## WHAT NEEDS TO BE DONE
Count the lines in the data below that contain the string "building". Reply with the number alone.
------------------------------------------------
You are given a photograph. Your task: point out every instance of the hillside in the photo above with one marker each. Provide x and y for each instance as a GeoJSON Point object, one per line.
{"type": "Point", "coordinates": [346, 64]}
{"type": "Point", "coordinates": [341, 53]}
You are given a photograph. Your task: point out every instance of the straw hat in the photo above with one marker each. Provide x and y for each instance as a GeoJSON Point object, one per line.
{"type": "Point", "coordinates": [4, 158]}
------------------------------------------------
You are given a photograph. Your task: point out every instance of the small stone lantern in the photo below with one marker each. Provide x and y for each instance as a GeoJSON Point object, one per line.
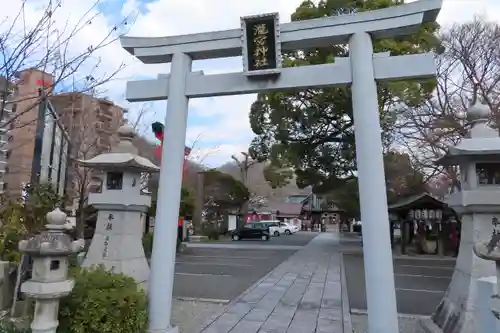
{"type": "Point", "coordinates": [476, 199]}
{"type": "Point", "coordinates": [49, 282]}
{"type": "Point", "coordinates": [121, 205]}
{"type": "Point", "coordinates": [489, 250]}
------------------------------------------------
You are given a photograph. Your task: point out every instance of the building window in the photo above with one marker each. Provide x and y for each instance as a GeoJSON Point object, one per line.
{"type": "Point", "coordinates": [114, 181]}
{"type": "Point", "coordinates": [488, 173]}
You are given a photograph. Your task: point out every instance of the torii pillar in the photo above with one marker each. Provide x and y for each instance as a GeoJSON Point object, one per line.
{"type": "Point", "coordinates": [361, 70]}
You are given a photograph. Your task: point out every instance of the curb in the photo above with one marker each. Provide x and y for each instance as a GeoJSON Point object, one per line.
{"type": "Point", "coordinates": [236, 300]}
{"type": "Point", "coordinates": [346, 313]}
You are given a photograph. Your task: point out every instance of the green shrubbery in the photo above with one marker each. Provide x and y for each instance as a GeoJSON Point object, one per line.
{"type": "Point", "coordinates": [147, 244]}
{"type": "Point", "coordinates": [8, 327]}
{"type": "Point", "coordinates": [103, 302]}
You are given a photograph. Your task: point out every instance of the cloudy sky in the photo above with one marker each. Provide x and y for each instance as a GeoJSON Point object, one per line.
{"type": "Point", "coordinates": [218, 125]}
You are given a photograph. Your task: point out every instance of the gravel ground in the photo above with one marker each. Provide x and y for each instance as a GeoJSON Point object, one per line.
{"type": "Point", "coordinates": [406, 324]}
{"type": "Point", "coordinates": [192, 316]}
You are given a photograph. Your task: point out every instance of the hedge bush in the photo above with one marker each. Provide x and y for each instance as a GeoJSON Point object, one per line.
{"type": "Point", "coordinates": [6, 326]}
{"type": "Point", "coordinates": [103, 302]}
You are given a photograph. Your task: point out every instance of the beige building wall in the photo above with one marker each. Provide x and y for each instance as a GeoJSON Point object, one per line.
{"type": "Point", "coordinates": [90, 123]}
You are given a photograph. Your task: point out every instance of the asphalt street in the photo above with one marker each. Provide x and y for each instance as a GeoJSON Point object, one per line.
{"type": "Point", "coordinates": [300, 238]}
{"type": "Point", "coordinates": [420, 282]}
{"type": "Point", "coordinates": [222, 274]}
------------------------------------------------
## RESULT OF THE TASK
2